# TASK
Tally the lines in the items below that contain the string "dress", with case counting, and give only that number.

# LISTING

^^^^

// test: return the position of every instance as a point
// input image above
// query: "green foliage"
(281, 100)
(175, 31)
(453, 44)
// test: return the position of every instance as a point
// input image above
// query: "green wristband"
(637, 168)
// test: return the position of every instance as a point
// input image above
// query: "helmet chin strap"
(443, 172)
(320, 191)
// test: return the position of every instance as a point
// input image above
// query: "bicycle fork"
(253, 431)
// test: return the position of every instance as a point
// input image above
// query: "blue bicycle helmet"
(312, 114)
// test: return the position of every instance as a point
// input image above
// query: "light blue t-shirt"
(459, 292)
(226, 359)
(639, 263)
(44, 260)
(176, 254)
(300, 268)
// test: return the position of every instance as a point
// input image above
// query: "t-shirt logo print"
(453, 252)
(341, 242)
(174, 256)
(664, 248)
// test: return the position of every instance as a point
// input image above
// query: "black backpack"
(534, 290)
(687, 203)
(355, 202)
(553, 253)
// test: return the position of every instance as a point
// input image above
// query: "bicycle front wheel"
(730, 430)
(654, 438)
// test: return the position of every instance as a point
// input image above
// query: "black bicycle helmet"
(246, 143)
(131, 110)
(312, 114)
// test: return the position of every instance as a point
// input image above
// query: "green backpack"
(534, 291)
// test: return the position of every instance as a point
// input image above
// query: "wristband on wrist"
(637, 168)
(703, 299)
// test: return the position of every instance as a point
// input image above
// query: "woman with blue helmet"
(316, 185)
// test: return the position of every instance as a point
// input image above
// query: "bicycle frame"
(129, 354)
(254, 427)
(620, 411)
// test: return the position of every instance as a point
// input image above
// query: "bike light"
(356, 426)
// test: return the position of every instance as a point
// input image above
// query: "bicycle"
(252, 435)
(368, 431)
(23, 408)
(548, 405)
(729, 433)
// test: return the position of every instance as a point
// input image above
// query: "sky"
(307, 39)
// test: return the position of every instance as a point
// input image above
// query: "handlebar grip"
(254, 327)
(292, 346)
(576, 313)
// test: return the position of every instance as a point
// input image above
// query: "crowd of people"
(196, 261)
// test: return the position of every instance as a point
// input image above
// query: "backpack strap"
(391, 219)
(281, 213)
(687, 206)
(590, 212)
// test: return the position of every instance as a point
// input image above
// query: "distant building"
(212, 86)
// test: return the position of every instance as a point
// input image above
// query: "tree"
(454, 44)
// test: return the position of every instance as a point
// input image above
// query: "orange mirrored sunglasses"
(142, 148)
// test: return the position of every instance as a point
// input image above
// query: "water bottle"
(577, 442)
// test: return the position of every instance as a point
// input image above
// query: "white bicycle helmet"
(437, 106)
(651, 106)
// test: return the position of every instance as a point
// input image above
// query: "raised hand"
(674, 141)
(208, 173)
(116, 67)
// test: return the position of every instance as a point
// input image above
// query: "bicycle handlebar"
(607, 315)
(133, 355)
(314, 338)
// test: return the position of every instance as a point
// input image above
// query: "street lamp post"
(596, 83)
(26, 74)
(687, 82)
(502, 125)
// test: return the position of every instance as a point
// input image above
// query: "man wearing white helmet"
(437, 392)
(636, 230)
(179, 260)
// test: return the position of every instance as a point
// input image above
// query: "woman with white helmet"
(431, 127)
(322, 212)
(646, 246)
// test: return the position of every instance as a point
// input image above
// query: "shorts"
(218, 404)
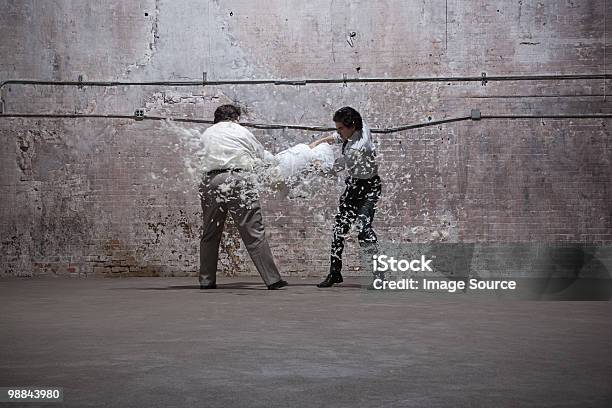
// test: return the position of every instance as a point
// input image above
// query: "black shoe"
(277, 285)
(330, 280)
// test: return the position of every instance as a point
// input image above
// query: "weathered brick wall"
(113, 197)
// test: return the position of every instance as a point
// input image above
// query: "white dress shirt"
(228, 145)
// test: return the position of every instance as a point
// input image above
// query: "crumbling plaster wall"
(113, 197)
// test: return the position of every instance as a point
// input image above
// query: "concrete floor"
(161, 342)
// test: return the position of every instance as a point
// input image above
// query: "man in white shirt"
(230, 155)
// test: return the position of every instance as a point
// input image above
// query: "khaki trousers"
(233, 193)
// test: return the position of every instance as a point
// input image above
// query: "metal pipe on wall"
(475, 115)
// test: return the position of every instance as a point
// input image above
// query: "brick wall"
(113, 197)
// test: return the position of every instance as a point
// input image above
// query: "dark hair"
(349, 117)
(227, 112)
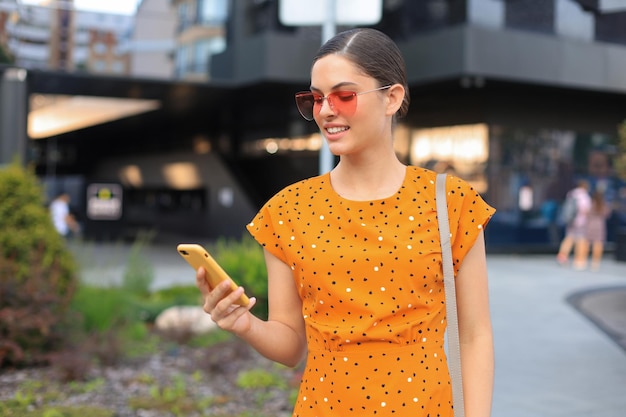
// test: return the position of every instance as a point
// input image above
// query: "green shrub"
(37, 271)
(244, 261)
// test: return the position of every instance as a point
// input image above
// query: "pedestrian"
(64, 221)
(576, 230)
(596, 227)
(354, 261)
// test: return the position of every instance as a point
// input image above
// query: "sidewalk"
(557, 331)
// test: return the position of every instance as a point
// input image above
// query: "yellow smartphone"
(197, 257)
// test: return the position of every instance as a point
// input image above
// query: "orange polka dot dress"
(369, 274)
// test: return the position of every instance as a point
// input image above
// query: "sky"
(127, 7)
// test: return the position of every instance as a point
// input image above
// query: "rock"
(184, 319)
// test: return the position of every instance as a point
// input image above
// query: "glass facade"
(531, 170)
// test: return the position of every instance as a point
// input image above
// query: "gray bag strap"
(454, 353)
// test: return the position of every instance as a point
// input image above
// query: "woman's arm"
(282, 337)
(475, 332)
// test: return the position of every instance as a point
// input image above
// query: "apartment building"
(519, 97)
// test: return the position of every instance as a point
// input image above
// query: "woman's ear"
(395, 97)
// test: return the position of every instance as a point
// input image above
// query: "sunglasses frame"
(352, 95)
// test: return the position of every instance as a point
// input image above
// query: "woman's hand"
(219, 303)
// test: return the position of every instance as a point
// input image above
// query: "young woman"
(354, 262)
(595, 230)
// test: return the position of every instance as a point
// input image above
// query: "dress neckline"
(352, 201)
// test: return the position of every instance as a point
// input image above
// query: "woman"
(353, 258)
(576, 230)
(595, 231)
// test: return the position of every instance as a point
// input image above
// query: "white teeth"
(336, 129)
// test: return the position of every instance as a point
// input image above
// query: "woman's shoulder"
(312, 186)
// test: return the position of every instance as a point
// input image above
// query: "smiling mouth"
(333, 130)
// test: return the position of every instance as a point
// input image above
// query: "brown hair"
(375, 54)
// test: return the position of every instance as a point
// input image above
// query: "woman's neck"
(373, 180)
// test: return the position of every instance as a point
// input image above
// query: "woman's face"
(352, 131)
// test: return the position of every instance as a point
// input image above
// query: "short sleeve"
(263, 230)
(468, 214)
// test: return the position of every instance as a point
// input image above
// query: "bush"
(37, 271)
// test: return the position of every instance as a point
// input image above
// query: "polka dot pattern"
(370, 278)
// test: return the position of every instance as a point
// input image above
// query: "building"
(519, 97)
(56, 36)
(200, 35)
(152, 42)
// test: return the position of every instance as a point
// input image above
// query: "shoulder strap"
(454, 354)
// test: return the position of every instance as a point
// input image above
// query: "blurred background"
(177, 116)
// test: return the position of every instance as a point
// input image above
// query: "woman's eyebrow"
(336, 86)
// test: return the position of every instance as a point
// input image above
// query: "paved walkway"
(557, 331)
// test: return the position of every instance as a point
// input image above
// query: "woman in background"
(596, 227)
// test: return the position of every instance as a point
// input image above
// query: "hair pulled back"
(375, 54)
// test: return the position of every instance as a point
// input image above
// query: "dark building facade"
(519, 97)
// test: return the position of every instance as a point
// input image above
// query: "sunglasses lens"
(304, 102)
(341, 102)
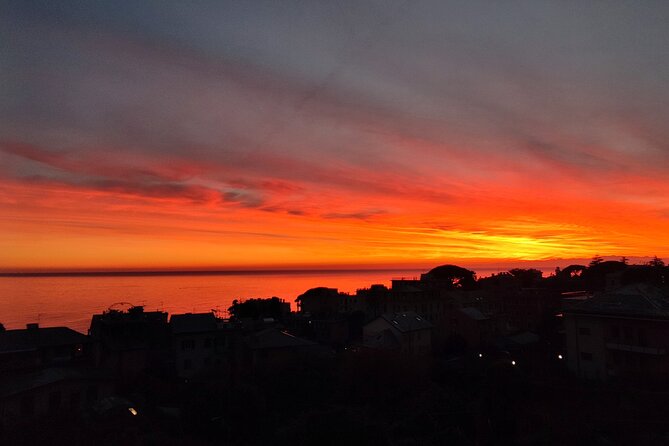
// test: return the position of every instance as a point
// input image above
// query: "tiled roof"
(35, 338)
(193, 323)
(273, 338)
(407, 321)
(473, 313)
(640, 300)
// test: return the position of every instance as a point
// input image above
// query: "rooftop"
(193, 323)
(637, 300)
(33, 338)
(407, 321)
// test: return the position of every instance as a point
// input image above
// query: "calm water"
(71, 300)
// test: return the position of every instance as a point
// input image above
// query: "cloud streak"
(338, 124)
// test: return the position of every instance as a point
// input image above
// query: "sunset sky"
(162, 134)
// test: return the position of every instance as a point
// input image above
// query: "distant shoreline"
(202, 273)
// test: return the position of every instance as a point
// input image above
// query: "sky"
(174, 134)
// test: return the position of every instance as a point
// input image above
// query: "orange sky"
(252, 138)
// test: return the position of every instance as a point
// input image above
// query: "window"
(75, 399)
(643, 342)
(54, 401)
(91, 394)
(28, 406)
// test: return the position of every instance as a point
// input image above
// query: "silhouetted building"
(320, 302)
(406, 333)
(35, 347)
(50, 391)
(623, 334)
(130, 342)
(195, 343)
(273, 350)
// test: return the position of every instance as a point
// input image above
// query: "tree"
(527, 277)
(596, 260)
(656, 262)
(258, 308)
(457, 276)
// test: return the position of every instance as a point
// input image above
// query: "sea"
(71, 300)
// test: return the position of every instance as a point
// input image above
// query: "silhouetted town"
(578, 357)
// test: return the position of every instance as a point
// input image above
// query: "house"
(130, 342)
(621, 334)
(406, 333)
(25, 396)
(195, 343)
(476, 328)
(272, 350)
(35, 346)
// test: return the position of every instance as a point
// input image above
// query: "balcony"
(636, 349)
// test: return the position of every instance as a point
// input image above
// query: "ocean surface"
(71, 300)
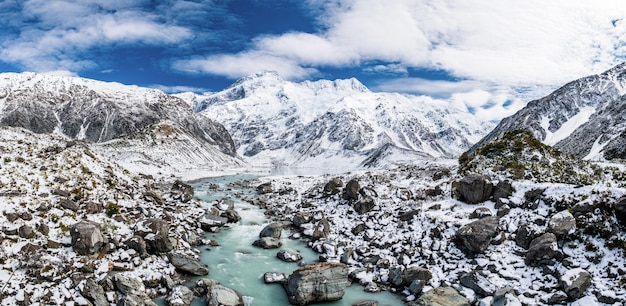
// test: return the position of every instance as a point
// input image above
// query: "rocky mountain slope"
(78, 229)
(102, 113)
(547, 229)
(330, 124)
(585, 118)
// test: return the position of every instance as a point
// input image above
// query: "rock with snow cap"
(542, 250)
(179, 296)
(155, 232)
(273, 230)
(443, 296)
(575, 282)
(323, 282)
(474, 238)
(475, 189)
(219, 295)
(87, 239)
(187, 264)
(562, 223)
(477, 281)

^^^^

# FULL SOLUTION
3